Return word for word every line from the beginning of the records through the line that contains "85 118 L 85", including that line.
━━ Entries ━━
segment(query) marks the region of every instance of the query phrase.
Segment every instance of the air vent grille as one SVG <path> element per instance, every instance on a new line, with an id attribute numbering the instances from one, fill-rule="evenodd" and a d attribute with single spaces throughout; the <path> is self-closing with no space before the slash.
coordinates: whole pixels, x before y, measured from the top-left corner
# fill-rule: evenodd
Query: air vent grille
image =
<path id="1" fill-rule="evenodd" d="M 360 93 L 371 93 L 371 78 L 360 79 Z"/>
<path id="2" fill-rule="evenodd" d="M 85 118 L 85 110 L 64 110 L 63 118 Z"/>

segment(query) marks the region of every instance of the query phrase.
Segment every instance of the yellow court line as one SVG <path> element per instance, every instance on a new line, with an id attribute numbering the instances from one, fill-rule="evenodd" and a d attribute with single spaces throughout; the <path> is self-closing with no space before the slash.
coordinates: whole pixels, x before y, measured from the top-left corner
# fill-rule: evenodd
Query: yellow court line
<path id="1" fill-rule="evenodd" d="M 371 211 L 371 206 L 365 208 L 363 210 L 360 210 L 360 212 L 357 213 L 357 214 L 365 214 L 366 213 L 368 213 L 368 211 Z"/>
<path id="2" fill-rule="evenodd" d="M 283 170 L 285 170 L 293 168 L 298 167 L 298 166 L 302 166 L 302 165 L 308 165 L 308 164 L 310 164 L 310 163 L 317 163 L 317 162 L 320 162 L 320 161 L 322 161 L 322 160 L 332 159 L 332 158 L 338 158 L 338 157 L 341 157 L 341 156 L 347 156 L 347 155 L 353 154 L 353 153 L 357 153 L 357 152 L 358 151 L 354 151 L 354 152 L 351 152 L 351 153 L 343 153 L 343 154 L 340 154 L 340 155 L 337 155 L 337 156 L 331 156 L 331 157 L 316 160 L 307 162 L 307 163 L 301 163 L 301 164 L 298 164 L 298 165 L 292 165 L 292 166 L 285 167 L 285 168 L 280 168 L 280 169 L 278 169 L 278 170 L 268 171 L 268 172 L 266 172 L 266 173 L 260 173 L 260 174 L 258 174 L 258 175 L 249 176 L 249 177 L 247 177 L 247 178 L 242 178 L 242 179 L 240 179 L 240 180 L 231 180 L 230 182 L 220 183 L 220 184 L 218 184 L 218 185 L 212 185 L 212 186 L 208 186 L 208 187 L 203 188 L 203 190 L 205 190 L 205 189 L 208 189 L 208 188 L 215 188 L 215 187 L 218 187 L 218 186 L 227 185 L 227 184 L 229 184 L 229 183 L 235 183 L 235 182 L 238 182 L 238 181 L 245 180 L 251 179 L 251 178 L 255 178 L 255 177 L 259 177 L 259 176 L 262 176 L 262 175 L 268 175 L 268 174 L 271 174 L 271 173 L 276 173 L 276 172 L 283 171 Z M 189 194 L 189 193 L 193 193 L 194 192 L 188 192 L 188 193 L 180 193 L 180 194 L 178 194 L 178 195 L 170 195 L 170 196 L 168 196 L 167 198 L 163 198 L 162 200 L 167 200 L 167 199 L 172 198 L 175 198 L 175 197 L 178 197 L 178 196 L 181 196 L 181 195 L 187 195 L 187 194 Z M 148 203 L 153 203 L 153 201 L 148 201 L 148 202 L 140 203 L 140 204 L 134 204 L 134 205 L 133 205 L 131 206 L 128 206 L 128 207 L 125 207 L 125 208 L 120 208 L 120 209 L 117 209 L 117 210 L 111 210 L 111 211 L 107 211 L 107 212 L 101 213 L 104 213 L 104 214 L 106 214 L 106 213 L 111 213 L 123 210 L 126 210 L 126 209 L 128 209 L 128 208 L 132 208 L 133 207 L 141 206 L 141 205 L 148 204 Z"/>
━━━
> [Response below]
segment(query) marks the region of every instance of the query phrase.
Segment every instance of the air vent grille as one SVG <path> element per instance, every instance on a new line, with an id attribute numbering the instances from one, fill-rule="evenodd" and a d attribute with single spaces throughout; the <path> is self-closing with no space before the slash.
coordinates: whole pixels, x before y, measured from the top-left corner
# fill-rule: evenodd
Query: air vent grille
image =
<path id="1" fill-rule="evenodd" d="M 360 93 L 371 93 L 371 78 L 360 79 Z"/>
<path id="2" fill-rule="evenodd" d="M 85 118 L 85 110 L 64 110 L 63 118 Z"/>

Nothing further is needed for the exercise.